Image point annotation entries
((

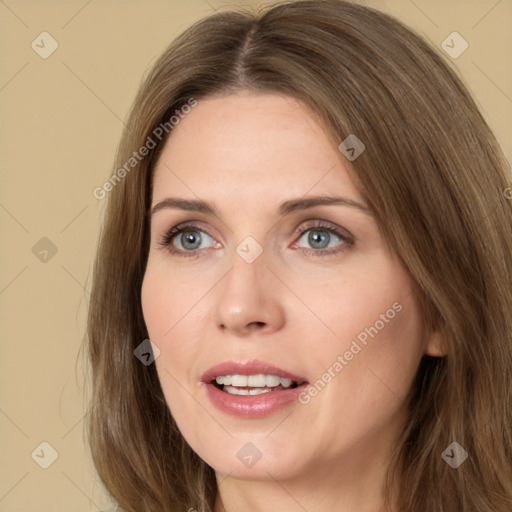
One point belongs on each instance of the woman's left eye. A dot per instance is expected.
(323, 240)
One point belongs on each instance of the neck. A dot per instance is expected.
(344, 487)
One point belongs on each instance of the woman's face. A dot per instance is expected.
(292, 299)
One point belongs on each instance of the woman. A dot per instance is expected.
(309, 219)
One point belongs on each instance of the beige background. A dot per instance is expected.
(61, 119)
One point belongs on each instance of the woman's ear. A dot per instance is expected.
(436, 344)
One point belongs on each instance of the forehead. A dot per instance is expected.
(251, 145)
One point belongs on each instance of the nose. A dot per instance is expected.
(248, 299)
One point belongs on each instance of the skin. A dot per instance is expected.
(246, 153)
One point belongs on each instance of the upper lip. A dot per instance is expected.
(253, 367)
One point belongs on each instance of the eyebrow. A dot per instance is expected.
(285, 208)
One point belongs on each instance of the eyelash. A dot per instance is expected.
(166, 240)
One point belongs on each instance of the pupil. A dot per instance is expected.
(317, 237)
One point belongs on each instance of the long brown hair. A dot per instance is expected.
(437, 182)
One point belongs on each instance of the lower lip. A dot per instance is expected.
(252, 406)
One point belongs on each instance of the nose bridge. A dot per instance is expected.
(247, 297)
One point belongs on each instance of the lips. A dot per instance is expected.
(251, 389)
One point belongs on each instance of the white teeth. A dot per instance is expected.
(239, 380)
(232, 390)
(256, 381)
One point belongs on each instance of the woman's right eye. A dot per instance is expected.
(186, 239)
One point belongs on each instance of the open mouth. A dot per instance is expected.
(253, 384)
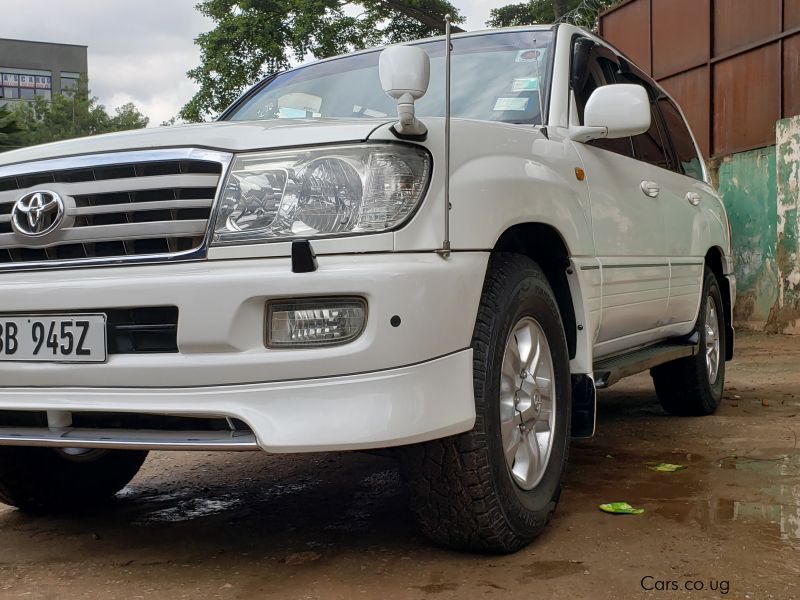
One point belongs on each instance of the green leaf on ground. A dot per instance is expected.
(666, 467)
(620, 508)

))

• The task
Write out each line again precisely as it appears, skipping every picture.

• Solution to this task
One point belongs on each instance of the woman's left eye. A dot per instance is expected.
(323, 240)
One point belongs on each instance of the neck. A dot per instance is expected.
(344, 487)
One point belongs on each instance of the woman's face. A dot per instance is expected.
(292, 299)
One point belongs on each instance of the woman. A dot per instance is expected.
(309, 219)
One point belongs on each instance of the beige background. A dot per instance is expected.
(61, 119)
One point belongs on each instance of the woman's ear. A dot per instance is expected.
(436, 344)
One point belongs on each instance of the forehead. A dot per instance is expected.
(251, 145)
One point belongs on each instance of the nose. A dot per instance is expected.
(248, 299)
One point belongs on each instance of the skin. A dot per instance is expected.
(246, 153)
One point belongs on each instance of the upper lip. A dot per instance is expected.
(253, 367)
One point belongs on each instance of the eyebrow. A dot per instance is expected.
(285, 208)
One point belongs on each instance of the eyelash. A dot per instance is expected.
(166, 240)
One point belongs on each instance of the pupil. A dot per instance is expected.
(317, 237)
One point belongs on each instance of the long brown hair. A dot per instance is expected.
(437, 182)
One point belongs on each instance of the lower lip. A dot per instance is expected.
(252, 406)
One point belongs on each instance of the nose bridge. A dot per instance is expected.
(247, 297)
One point belongs on each instance of the lips. A dot per instance is expected.
(251, 389)
One point belongs on each instance of the white teeth. A dot per instance is expected.
(239, 380)
(232, 390)
(256, 381)
One point belongs on each instance of the woman's right eye. A dot per instance is expected.
(186, 239)
One point belongs on each instance of the open mouth. A dot per instance is expected.
(253, 384)
One point belongs on each instance of the green leaf on ground. A dot per instance is expected.
(666, 467)
(620, 508)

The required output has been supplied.